- INSTRUCTIONS TO FOLLOW -
In the records below, find the line that contains "Q: Mark a point on every instance of the white". Reproduce every line word for word from that line through the last line of the records, including both.

------ ITEMS

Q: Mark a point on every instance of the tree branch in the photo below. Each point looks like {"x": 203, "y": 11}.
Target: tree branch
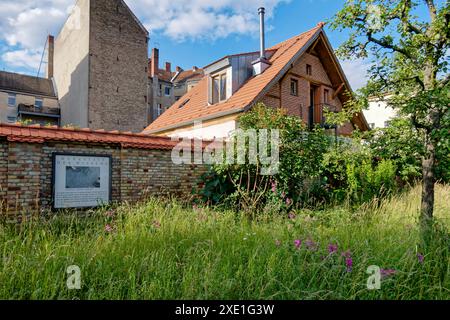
{"x": 419, "y": 125}
{"x": 431, "y": 9}
{"x": 387, "y": 45}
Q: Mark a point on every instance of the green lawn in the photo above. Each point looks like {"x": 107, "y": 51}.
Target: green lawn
{"x": 162, "y": 250}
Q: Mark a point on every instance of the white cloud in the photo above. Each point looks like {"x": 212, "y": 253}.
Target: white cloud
{"x": 25, "y": 24}
{"x": 23, "y": 59}
{"x": 202, "y": 19}
{"x": 356, "y": 72}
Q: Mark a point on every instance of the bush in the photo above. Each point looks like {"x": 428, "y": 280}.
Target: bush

------------

- THE RESPONSE -
Q: Mark a point on every instance of the white cloud in the photo above. Each point looks like {"x": 212, "y": 253}.
Target: white cloud
{"x": 25, "y": 24}
{"x": 23, "y": 59}
{"x": 202, "y": 19}
{"x": 356, "y": 72}
Q: Mark a point on every instance of the bush in the photo above. Each point looks like {"x": 428, "y": 280}.
Target: bush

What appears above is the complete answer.